Meanwhile, the UK Defense Ministry said Thursday that at least 11,474 people have been evacuated since Aug. 13 as part of the country’s Operation Pitting. It said on Twitter that 6,946 of those people are Afghan Relocation and Assistance Policy (ARAP) claimants.

The UK’s ongoing Operation Pitting is a military operation to evacuate British nationals and eligible Afghans from Afghanistan.

The UK government’s resettlement scheme, ARAP, will welcome up to 20,000 Afghan nationals who are at risk.

UK prioritizes women, girls, religious and other minorities

“Priority will be given to women and girls and religious and other minorities who are most at risk of human rights abuses and dehumanizing treatment by the Taliban,” said a government statement.

“I want to ensure that as a nation, we do everything possible to provide support to the most vulnerable fleeing Afghanistan so they can start a new life in safety in the UK,” Home Secretary Priti Patel said previously.

Germany meanwhile announced Wednesday that has evacuated over 4,500 people from Afghanistan.

“Up to now, we have shuttled more than 4,500 people with Bundeswehr flights out of Afghanistan. Around 3,700 of the evacuees are Afghan nationals, [and] women and girls make up about 50% of that number,” the German Foreign Office said on Twitter.

Noting that “many journalists and human rights activists are among those who have been flown out,” Germany plans to grant asylum to around 10,000 Afghans, as Chancellor Angela Merkel previously said.

Following the start of evacuations from Kabul, the state of North-Rhine Westphalia (NRW) expressed its readiness to receive 1,800 people from Afghanistan. According to a report by the Info Migrants website, Germany’s southwestern state of Baden-Wurttemberg is expected to take in about 1,100 local Afghan staff along with their relatives. The report further said that the state of Lower Saxony would provide 400 spots in initial reception facilities. Other states such as Bremen, Hamburg and Bavaria have also offered to take in Afghan staff.

In addition, the first batch of evacuees from Afghanistan arrived in Uganda on Wednesday.

“The 51 evacuees, who included men, women, and children, underwent the necessary security screening as well as the mandatory COVID-19 testing and the required quarantine procedures,” said the Ugandan Foreign Ministry.

Ugandan officials said last week that at the US’ request, the country would shelter up to 2,000 people fleeing Afghanistan.

They will stay in hotels. Uganda will be used as a transit point before they are taken to a third country.

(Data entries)

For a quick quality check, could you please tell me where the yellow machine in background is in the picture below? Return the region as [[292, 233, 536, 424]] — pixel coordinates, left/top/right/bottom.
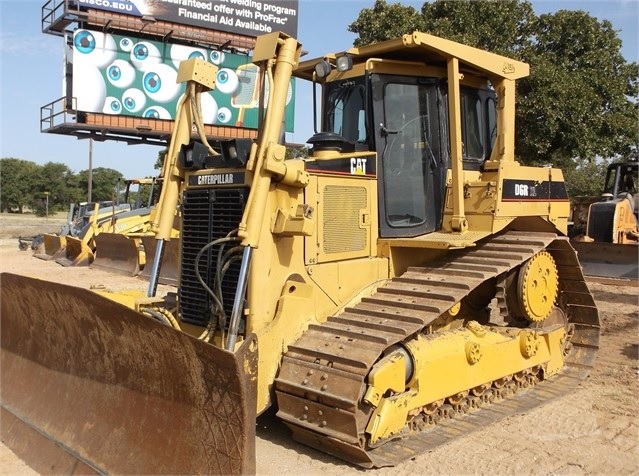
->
[[2, 32, 599, 474], [33, 201, 125, 261], [570, 159, 639, 282]]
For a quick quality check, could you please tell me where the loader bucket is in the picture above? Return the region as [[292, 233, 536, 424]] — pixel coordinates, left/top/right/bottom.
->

### PROBLEM SET
1 - Translate this sentence from the article on the Afghanistan evacuations into French: "In addition, the first batch of evacuees from Afghanistan arrived in Uganda on Wednesday."
2 - Continue the article on the Afghanistan evacuations from its final sentence.

### ANSWERS GIVEN
1 - En outre, le premier groupe d'évacués d'Afghanistan est arrivé en Ouganda mercredi.

2 -
In addition, Rwanda’s Education Ministry told Anadolu Agency earlier that some 250 students of the Afghanistan Leadership School are to be hosted in the East African country.

South Korea takes in around 380 Afghan refugees

South Korea on Wednesday announced that it will take in about 380 Afghan nationals who worked with its embassy and other organizations.

According to Yonhap News Agency, an official from South Korea’s Foreign Ministry said military planes will airlift the Afghans from Pakistan’s capital Islamabad on Thursday.

Among the Afghans are medical professionals, vocational trainers, IT experts and interpreters who worked for South Korea’s Embassy and its humanitarian and relief organizations in Afghanistan as well as their family members.

Mexico has also accepted five members of an Afghan girls’ robotics team who arrived in the country after their evacuation from Kabul.

“Welcome to your home,” Mexican Foreign Secretary Marcelo Ebrard told the group of five women and a man — the first to arrive in the country from Afghanistan — in the capital Mexico City on Tuesday.

According to Canada’s CBC news, the country’s Immigration Minister Marco Mendicino said over 2,700 Canadians, Afghan refugees and other foreign nationals had been evacuated as of Aug. 24.

CBC also reported that local social agencies are getting ready to host at least 40 Afghan refugees to Edmonton over the next few weeks.

Quebec’s immigration minister said recently on Twitter that around 300 refugees will soon be arriving in the province.

The Taliban seized control of Afghanistan after taking Kabul on Aug. 15, with President Ashraf Ghani and other top officials leaving the country.

The unexpected power grab has triggered a rush to flee Afghanistan, including civilians who assisted foreign soldiers or groups and now fear the Taliban’s retribution.